DATA UNDER STUDY Block Start
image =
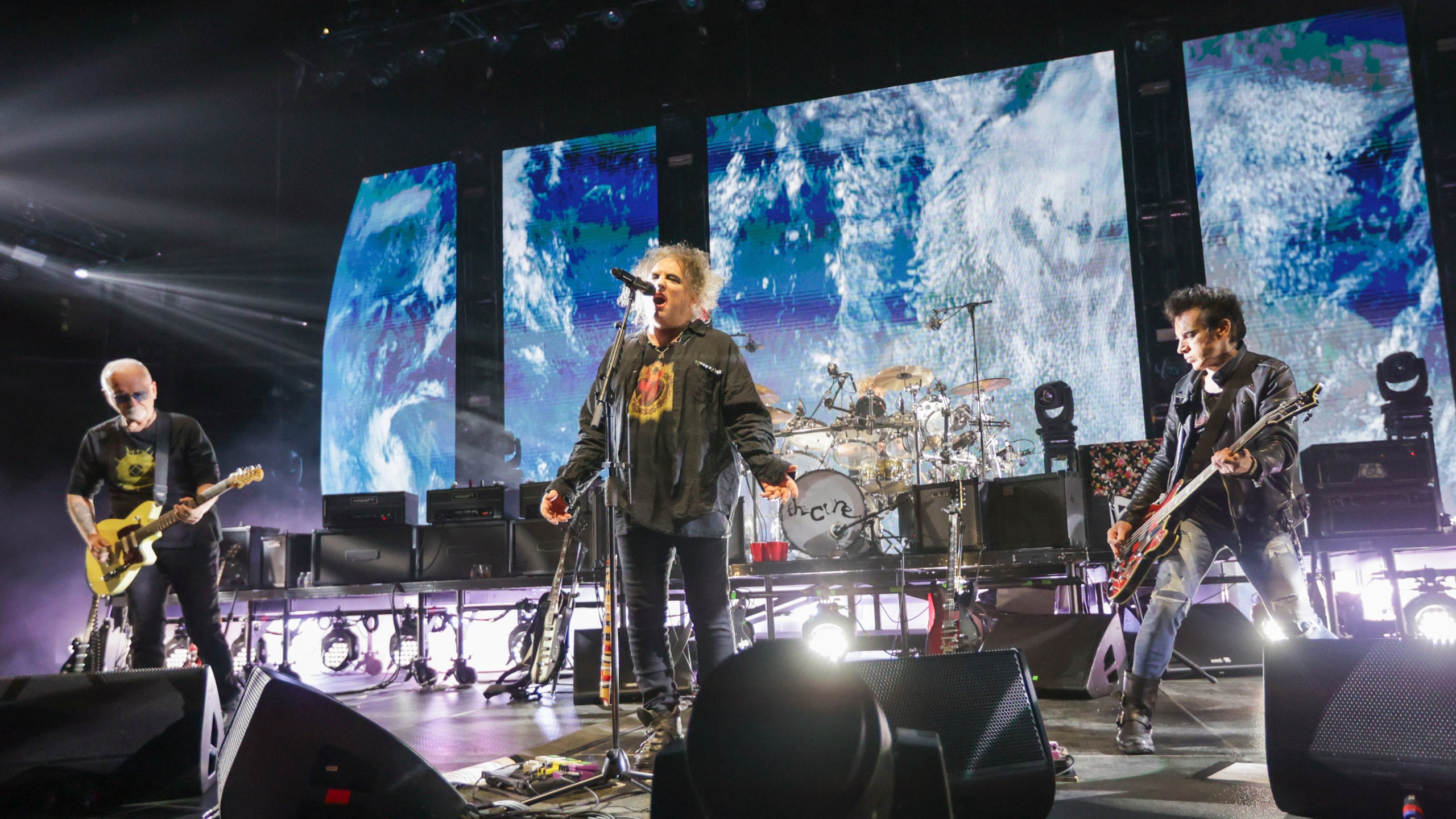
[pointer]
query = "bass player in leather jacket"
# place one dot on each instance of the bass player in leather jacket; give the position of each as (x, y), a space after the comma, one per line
(1250, 509)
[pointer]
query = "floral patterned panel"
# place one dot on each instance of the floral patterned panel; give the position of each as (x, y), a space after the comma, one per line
(1114, 468)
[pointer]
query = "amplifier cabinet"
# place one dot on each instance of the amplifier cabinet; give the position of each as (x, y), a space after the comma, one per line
(254, 557)
(472, 504)
(370, 509)
(1376, 487)
(1036, 512)
(928, 522)
(465, 551)
(375, 554)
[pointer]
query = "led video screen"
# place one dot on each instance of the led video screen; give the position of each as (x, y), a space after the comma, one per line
(843, 222)
(571, 212)
(1312, 200)
(389, 346)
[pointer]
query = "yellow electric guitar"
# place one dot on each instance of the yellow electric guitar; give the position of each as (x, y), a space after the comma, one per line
(129, 540)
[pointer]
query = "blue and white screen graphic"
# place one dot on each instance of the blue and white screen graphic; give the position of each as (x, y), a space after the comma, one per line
(1312, 198)
(571, 212)
(389, 346)
(843, 222)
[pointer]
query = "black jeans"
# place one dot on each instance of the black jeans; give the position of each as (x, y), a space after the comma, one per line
(646, 559)
(193, 574)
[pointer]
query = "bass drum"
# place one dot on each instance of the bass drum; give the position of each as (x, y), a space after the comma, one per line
(826, 499)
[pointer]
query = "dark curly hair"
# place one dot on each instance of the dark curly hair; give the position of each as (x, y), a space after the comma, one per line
(1213, 304)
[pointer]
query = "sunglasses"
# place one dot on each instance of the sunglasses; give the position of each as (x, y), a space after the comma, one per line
(131, 397)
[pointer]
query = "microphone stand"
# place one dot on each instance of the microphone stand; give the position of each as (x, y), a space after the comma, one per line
(617, 766)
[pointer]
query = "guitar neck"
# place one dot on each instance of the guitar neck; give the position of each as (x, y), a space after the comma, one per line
(167, 521)
(1156, 519)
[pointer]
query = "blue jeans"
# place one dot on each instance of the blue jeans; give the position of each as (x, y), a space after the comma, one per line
(1270, 564)
(646, 559)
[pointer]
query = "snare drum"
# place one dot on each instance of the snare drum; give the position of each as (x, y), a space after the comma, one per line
(807, 435)
(826, 499)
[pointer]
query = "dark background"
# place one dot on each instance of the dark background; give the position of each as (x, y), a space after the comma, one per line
(226, 143)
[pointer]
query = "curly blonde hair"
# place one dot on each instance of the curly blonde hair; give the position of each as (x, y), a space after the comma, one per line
(702, 280)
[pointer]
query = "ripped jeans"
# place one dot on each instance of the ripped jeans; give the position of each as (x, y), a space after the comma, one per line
(1273, 568)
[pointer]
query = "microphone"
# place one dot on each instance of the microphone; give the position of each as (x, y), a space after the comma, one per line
(637, 284)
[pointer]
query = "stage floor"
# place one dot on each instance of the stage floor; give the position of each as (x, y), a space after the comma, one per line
(1202, 730)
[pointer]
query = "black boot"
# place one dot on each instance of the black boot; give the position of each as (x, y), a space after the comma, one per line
(1135, 725)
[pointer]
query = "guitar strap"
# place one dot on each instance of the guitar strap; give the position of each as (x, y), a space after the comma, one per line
(1218, 416)
(160, 458)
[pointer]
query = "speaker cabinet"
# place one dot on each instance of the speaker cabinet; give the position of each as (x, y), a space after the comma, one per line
(1036, 512)
(926, 521)
(586, 660)
(985, 710)
(465, 551)
(1378, 487)
(1355, 726)
(1070, 656)
(254, 557)
(115, 738)
(295, 751)
(351, 557)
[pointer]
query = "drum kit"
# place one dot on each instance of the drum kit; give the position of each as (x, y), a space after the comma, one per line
(858, 467)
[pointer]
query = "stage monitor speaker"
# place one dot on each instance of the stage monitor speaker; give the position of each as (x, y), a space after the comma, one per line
(253, 559)
(295, 751)
(465, 551)
(1221, 639)
(586, 660)
(81, 742)
(985, 709)
(1036, 512)
(1070, 656)
(376, 554)
(926, 521)
(1355, 726)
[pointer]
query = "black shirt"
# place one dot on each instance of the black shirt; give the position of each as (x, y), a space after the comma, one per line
(688, 407)
(126, 462)
(1210, 506)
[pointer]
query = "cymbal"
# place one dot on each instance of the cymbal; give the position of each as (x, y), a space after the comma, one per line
(985, 385)
(901, 377)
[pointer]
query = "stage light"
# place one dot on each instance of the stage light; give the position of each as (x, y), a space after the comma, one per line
(614, 18)
(178, 652)
(404, 644)
(1432, 615)
(500, 43)
(829, 633)
(340, 647)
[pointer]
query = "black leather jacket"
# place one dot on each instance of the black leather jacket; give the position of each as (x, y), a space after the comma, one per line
(1261, 502)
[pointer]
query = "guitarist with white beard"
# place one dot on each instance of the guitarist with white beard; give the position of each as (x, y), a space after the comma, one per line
(1250, 507)
(121, 454)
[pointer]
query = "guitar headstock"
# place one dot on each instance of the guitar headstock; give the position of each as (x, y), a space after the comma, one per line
(1302, 403)
(245, 475)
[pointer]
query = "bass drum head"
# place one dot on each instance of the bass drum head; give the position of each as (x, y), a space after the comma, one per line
(826, 499)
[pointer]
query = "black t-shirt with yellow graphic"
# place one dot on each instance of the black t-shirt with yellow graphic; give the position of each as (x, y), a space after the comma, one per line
(126, 462)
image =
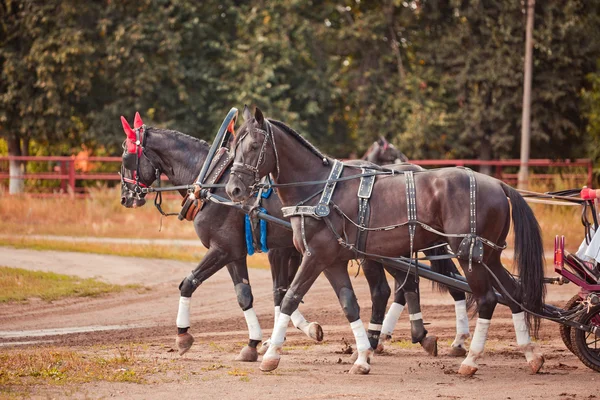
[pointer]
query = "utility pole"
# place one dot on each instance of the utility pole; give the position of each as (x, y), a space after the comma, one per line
(526, 116)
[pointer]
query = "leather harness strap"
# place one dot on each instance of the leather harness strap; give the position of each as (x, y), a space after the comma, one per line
(365, 189)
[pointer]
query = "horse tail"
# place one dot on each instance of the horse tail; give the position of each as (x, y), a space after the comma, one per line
(529, 256)
(443, 266)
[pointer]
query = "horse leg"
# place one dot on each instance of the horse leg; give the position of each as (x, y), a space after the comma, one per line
(393, 314)
(447, 267)
(280, 275)
(380, 293)
(311, 329)
(238, 271)
(309, 270)
(534, 358)
(339, 279)
(479, 281)
(213, 261)
(417, 328)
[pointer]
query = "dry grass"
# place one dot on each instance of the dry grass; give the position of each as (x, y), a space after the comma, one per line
(169, 252)
(59, 366)
(18, 284)
(100, 214)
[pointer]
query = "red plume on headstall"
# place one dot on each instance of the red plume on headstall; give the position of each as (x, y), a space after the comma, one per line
(137, 121)
(130, 133)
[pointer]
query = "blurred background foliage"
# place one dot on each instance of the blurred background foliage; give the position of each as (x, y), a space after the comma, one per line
(439, 78)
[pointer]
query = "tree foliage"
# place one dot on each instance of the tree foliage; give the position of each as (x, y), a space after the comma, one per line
(440, 78)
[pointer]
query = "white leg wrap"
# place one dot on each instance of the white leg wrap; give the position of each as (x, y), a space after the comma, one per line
(277, 337)
(462, 323)
(523, 338)
(299, 321)
(462, 319)
(375, 327)
(415, 317)
(276, 314)
(360, 334)
(279, 330)
(183, 314)
(391, 318)
(478, 342)
(254, 332)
DATA UNDER STUDY Block End
TASK BRIEF:
Could you output all of the records exactly, without their pictures?

EXERCISE RESULT:
image =
[pointer]
query = "bass player in leather jacket"
# place one dot on each instance of the bass player in leather jacket; give the position of each as (x, y), a space after the comma, one per line
(1250, 509)
[pointer]
query = "floral patterned panel"
# place one dot on each instance of the floral patterned panel; give the position of each as (x, y), a space after the comma, one per line
(1114, 468)
[pointer]
query = "amplifier cabinet"
# place one dot on each instance of the amplifier cabinet; give the position of each as (x, y), a space after the comma, one per line
(254, 557)
(472, 504)
(370, 509)
(1376, 487)
(1036, 512)
(928, 522)
(465, 551)
(375, 554)
[pointer]
query = "led video screen"
# place one dot on each instance of the led video screen; give the position of each as (x, y), a space after the comma, one per line
(843, 222)
(571, 212)
(1312, 200)
(389, 346)
[pointer]
query = "yellow electric guitar"
# place one dot on each instance of the yellow electric guitar; give the position of each as (x, y), a space after the comma, one per line
(129, 540)
[pointer]
query = "blue and white screen graphic"
# place one dot on each instance of the blue and white screen graphic; give the position of each as (x, y), a space after the comma, one per line
(1312, 198)
(571, 212)
(389, 346)
(843, 222)
[pointer]
query = "black jeans"
# place one dot on each instance of the black jeans; give the position of each as (x, y), a space after the comma, one per line
(646, 559)
(193, 574)
[pointer]
query = "bass drum"
# place one dot on each instance of the bass drum; give the position of each as (x, y), a space after the comma, one per line
(826, 499)
[pointer]
query = "dark curly hair"
# place one dot on each instance of the dark curly hair; give the position of each as (x, y), a space after the comma, one per line
(1213, 304)
[pointer]
query = "sunglasses"
# place one dot on each instance of the sunglasses; give the position of each as (x, y), a space after the comma, one per line
(131, 397)
[pointer]
query = "microphone stand"
# place one dot on each instance of the microphone stand; give the position of each as (x, y), a space after the comma, one per line
(617, 766)
[pointer]
query = "guitar neck"
# place one dot on each instance of the guitar neck; give the position of each as (x, y), a space after the comma, one per line
(167, 521)
(1156, 519)
[pointer]
query = "blue jeans"
# place one dot on each instance of the blue jeans; give the position of each as (x, y), a space after the comma, one per line
(1270, 564)
(646, 559)
[pointer]
query = "snare drum"
# place one dot on each instance of the snare drum; give the position of each as (x, y), a space after the comma, one per line
(807, 435)
(826, 499)
[pointer]
query = "dark background"
# place one dot on each instance of the dark background; give the position of each as (x, y), a space after the comma, one per line
(226, 143)
[pointer]
query = "curly blonde hair"
# place one dot on each instance of the curly blonde hair; give the position of each as (x, y), a space after the comma, one per line
(702, 280)
[pointer]
query = "ripped jeans"
# place one dot on each instance of the ripped jeans; give the position of each as (x, y), a space after the comma, one per line
(1273, 568)
[pointer]
query = "microphone"
# place one dot on each instance of the microphone; give the position of each as (x, y), a space after the comma, one per line
(637, 284)
[pointer]
query = "stage floor"
# place one dot on each instance of the stage floor; give the position of each as (x, y), a space after the comma, one per line
(1202, 730)
[pointer]
query = "black boot"
# place one dot on each instance of the black boot; give the position of each as (x, y), a space after the comma, one per line
(1135, 725)
[pointer]
query = "guitar strap"
# place one dot on each instance of the guitar strap; give the position of each as (x, y), a space after the comma, one per line
(1218, 416)
(160, 458)
[pointer]
query = "speaker cabinet"
# place one dot on each instance of the speaker cabinet; give the position of each as (x, y), a space after the comma, one per line
(1036, 512)
(926, 521)
(586, 660)
(985, 710)
(465, 551)
(1378, 487)
(1355, 726)
(1070, 656)
(254, 557)
(115, 738)
(295, 751)
(351, 557)
[pointer]
query = "drum kit"
# place one dot on each instance of the drum kit; give the position of each as (x, y), a space after the comma, one per line
(858, 467)
[pointer]
query = "stage monitor speaker"
# place one dot on each instance of the stage monitor speaker; give the position of each as (x, y), a space after the comma, one per line
(253, 559)
(295, 751)
(465, 551)
(1221, 639)
(586, 660)
(81, 742)
(985, 709)
(1036, 512)
(1070, 656)
(376, 554)
(926, 521)
(1355, 726)
[pointer]
query = "black shirt"
# place one dot on each instance of the black shirt; give the position of each as (x, y), a space after the comma, one per line
(688, 407)
(126, 462)
(1210, 506)
[pointer]
query = "cymbal"
# place one dot on each instance of the cymbal; give the position of each as (x, y), a space after the comma, one per line
(985, 385)
(901, 377)
[pointer]
query = "stage light"
# place one dot on each instance of the stage light; give the position of each as (x, y), a space after the comma, one per line
(614, 18)
(178, 652)
(404, 644)
(1432, 615)
(500, 43)
(829, 633)
(340, 647)
[pointer]
query = "black leather jacket"
# place one dot on each instance of the black leather jacket; give the position of each as (x, y), a space after the comma, one per line
(1261, 502)
[pointer]
query = "guitarist with white beard"
# place one dot on each instance of the guitarist with white beard; give the position of each as (x, y), a space after the comma, one per line
(1250, 507)
(121, 454)
[pointer]
query = "guitar headstock"
# place one dot on each instance of the guitar headstock; give the position of each as (x, y), a space after the comma, one per line
(1302, 403)
(245, 475)
[pointer]
query = "bass drum head"
# place one dot on each instance of the bass drum head; give the position of each as (x, y), a space after the comma, one per line
(826, 499)
[pointer]
query = "black t-shirt with yellow graphic"
# place one dot on each instance of the black t-shirt with yellow graphic; give the position of each as (x, y), a space after the comma, one per line
(126, 462)
image =
[pointer]
query = "utility pole"
# place one dot on each instance of the utility pole; give the position of each as (x, y), a space after the comma, one per line
(526, 116)
[pointer]
query = "leather harness strap"
# place one dot on each instance of the leather harness strap; give the position of each as (x, y), a space after the comma, one per line
(365, 189)
[pointer]
query = "horse tail"
# place one dot on each instance of the horse tail; give the position of each as (x, y), a space after the comma, one per line
(529, 256)
(443, 266)
[pointer]
query = "horse leg"
# place one dot on each instance of the horse leg; give the position of each as (x, y), a space after the comma, one per line
(393, 314)
(447, 267)
(280, 275)
(380, 293)
(311, 329)
(238, 271)
(309, 270)
(534, 358)
(339, 279)
(479, 281)
(213, 261)
(417, 328)
[pointer]
query = "dry grass"
# place one dot on each instance of the dry grass; give the position of each as (x, y), a space after the comma, one per line
(169, 252)
(59, 366)
(18, 284)
(100, 214)
[pointer]
query = "red plume on headstall"
# place one dot on each instance of the red plume on headstall; give the position of each as (x, y), a space after the comma, one per line
(137, 121)
(130, 133)
[pointer]
query = "blurred background foliage"
# place one dot on each instance of the blurred background foliage; give the position of each as (x, y), a space after the comma, one per line
(439, 78)
[pointer]
query = "tree foliage"
# place one dot on each instance of the tree foliage; give the position of each as (x, y), a space after the comma, one per line
(440, 78)
[pointer]
query = "white leg wrap"
# place one dot on each instance of the white leg wrap; give the position of each as (x, y), a space after the comma, one per line
(277, 337)
(462, 323)
(523, 338)
(299, 321)
(462, 319)
(375, 327)
(415, 317)
(276, 314)
(360, 334)
(279, 330)
(183, 314)
(391, 318)
(478, 342)
(254, 332)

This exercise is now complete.